Selected extract
## begin
Short Stories, Irish literature, Classics, Modern Fiction, Contemporary Literary Fiction, The Japanese Novel, Post Colonial Asian Fiction, The Legacy of the Austro-Hungarian Empire and quality Historical Novels are Among my Interests








Wednesday, June 8, 2011

"Idylle" by Guy de Maupassant-I need Some Help on this story!

"Idylle" by Guy de Maupassant (1881, 4 pages)


I need some help on this one!
woman breastfeeds a stranger on a train
how should we see this story

"Idylle" is open to several interpretations.   The facts of the story are fairly simple.    A man is riding on a train in the same compartment of a corpulent young woman (this was an acceptable even desirable body style in the times) with quite large breasts.     The man can see that the woman is lactating as her milk is flowing out and staining her clothes.    We are told the man is hungry and cannot help but stare at the large breasts of the woman.   We are told that the man is a carpenter by trade.   The woman is embarrassed by her condition and says unless her breasts are drained three times a day she will have considerable pain.   (We do not know if the woman is nursing her own child or is a wet nurse.)   The man is described for us as thin, dark, and carrying his carpenter tools.   


In the train compartment with them are an Italian farmer and his wife.   As the train enters a tunnel they open a large basket and have a feast.    As the pass through the tunnel the woman opens her blouse and lets her "huge" breasts out saying she can no longer stand the pain.   The man offers to relief her.


"The young man, confused, stammered: "But ... Madame ... ... I could relieve you."

She replied in a broken voice: "Yes, if you want. You will do me good service. I can not hold out, I can not."

He knelt in front of her, and she leaned toward him, carrying to his mouth in the gesture of a nurse, the dark tip of her breast. In the movement she made by taking her two hands to bring it towards this man, a drop of milk appeared at the top. He began to drink it eagerly, seizing that heavy breast in his mouth like a fruit. And he began to suckle in a greedy and regular way.

He had passed both his arms around the waist of the woman that he was holding to approach her, and he drank with slow sips with a movement of the neck, similar as the children one.
Suddenly she said: "That's enough for this one, take the other one now."
And he took the other with docility.
She had placed her hands on the back of the young man, and she was breathing forcefully now, happily, enjoying the breath of flowers mixed with blasts of air movement being thrown into the cars."
The question then becomes is the woman to be see as a Mary Magdalene type of woman feeding a Christ like figure with the flesh of her body in a kind of reversed Eucharist.    Is it a metaphor for the treatment and condition of the poor in France?
## end
Task requirements
• A. In the blog post on Maupassant's "Idylle," what is the man's trade?
• B. Put this sentence from the blog post on Maupassant's "Idylle" into Spanish: "The man is described for us as thin, dark, and carrying his carpenter tools."
• C. Go on with the blog post on Maupassant's "Idylle" from its last sentence.

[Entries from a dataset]
## begin
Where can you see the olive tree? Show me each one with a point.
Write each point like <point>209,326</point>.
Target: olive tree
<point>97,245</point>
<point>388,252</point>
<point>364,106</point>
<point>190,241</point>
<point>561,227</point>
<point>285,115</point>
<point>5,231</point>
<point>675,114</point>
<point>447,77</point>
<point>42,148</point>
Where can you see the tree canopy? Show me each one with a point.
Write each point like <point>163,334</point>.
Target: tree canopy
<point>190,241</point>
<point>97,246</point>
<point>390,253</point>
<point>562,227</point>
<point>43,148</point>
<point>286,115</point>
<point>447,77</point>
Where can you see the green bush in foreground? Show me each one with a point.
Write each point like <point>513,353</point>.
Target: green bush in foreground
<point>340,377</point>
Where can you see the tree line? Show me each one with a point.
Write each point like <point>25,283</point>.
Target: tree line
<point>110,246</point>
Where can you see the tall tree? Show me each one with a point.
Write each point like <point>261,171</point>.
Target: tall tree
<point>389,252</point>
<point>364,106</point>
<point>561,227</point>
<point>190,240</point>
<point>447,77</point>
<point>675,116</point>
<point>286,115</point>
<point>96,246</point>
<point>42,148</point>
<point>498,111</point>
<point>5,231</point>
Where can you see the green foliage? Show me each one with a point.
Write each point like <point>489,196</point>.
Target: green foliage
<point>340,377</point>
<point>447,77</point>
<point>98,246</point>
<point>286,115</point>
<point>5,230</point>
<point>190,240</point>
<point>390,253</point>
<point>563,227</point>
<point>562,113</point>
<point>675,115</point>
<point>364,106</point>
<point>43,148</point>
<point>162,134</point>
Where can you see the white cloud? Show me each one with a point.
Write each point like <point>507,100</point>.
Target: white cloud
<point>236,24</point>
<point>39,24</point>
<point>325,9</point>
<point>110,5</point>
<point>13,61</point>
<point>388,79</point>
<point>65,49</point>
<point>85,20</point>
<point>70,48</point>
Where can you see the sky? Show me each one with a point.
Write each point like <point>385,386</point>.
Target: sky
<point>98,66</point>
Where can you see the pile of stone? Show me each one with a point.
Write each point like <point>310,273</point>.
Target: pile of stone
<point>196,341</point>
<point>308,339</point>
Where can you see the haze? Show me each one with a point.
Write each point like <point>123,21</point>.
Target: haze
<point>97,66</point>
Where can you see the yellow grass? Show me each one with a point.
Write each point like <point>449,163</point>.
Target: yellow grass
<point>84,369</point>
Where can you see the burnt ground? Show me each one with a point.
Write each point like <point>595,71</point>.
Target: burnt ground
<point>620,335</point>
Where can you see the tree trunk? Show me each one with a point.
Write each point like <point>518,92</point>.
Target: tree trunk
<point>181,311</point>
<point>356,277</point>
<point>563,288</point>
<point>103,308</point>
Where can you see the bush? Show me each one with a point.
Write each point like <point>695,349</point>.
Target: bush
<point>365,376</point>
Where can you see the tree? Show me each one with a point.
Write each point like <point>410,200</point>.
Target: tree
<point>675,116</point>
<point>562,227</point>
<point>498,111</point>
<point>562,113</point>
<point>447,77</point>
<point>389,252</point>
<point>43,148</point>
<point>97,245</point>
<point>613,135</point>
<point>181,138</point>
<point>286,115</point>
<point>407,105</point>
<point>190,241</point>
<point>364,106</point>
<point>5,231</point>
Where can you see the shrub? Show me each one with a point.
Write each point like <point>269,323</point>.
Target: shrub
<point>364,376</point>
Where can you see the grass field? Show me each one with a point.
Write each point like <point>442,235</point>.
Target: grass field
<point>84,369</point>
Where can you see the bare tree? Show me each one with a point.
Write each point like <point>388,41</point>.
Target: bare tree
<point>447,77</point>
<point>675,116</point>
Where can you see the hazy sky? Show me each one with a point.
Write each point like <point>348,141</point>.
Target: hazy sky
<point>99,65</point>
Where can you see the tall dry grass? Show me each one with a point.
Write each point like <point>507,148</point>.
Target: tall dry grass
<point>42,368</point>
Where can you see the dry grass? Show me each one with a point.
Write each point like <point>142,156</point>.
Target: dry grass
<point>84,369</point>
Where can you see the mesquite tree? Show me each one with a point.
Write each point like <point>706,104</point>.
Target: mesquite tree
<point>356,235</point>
## end
Outputs for the tasks
• A. He is a carpenter.

• B. Se nos describe al hombre como delgado, moreno y cargando sus herramientas de carpintero.

• C.
Is there a sexual element in this story?    The man's description seems to put him in the role of both child and sexual supplicate.    Interestingly, when I Googled this story,  I could find it translated only  on a web page that seems to be devoted to those who have a fetish for lactating women. Perhaps it is translated into English with another title but given that I could find about 300 of his other stories translated into English I wondered if this story is considered by some too sexual or near pornographic to place online.  
Guy de Maupassant (1850 to 1893-France-there is some background information on  him in my prior five posts on him) wrote about 300 short stories.   I have isolated (I think) about 10 of his most highly regarded stories and hope to post on them.   I think one of the best chapters in Frank O'Connor's The Lonely Voice-A Study of the Short Story is on de Maupassant and I will be initially concentrating on the stories he endorses as well as a few from book blogs I respect greatly.    I will also be taking a closer look at this chapter in O'Connor's book.   

I do not know if I am up for reading all 300 or so of his stories.   I have already read some I did not feel motivated to post on.   

Not long ago I read Issac Babel's short story "Guy de Maupassant", a very good work.   Babel said if he were asked to do an anthology of world's best short stories half of them would be by Anton Chekhov and half by Guy de Maupassant.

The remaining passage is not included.